Directions for this task:
The whole of the data is to be reproduced exactly.

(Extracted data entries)
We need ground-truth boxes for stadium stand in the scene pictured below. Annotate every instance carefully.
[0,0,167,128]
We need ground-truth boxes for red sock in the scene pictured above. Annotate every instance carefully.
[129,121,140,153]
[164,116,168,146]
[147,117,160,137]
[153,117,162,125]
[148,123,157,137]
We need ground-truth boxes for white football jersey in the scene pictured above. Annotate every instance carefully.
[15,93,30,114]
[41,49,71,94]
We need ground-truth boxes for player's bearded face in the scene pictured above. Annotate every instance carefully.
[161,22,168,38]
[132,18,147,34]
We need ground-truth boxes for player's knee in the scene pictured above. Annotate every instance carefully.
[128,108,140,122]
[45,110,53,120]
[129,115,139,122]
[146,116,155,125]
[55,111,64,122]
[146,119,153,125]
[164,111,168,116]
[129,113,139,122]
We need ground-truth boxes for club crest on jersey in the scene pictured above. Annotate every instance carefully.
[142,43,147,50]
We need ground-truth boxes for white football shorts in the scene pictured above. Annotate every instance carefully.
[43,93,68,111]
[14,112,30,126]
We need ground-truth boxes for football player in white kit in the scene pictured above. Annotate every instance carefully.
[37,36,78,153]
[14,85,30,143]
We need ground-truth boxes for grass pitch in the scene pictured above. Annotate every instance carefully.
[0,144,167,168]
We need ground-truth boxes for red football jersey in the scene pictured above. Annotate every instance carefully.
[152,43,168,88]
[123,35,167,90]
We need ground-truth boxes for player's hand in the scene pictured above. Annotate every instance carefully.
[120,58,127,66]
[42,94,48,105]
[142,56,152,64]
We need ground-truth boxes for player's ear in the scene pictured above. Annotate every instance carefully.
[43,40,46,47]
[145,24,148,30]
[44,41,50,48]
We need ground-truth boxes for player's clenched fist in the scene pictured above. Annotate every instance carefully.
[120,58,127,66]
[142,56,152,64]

Solution to the exercise:
We need ground-truth boxes for stadium stand in the scene pictured below. Annotate every instance carefully.
[0,0,167,128]
We need ground-truth boxes for red sock in the scene pictured above. Annotate every instance carefully.
[129,121,140,153]
[164,116,168,146]
[147,117,160,137]
[153,117,162,125]
[148,123,157,137]
We need ground-truth boxes for white football jersey in the scene pictured above. Annotate every instance carefully.
[15,93,30,114]
[41,49,71,94]
We need ground-truth boxes for player's bearded face in the scene pictured above. Annotate every instance carefully.
[161,22,168,38]
[132,18,147,34]
We need ground-truth boxes for player's knee in the scene pictured above. Annotate every instance carefully.
[128,108,140,122]
[45,110,53,120]
[129,115,139,122]
[146,116,155,125]
[55,111,64,122]
[146,119,153,125]
[164,111,168,116]
[129,113,139,122]
We need ground-truth boxes for club crest on jersey in the scene pictured above. Annotate every instance carefully.
[142,43,147,50]
We need ground-truth boxes for white football shorts in the scene pictured above. Annotate every instance carefully.
[43,93,68,111]
[14,112,30,126]
We need ground-truth boxes for football player in white kit in the scene pictured above. Annotate every instance carefully.
[37,36,78,153]
[14,85,30,143]
We need ground-truth boxes for grass pitch in the scene pictured above. Annotate every instance carefully.
[0,144,167,168]
We need ground-truth boxes for red football jersey in the scene pictured above. Annotate every instance carefully.
[152,43,168,88]
[123,35,167,90]
We need ground-truth boxes for player's hand in the scene pictured above. Annotate every instance carefully.
[120,58,127,66]
[42,94,48,105]
[142,56,152,64]
We need ground-truth boxes for player's ear in the scene pictured above. Annotate every instance carefully.
[43,40,46,47]
[145,24,148,30]
[44,41,50,48]
We need ground-truth boxes for player's clenched fist in the scene pictured above. Annotate every instance carefully.
[120,58,127,66]
[142,56,152,64]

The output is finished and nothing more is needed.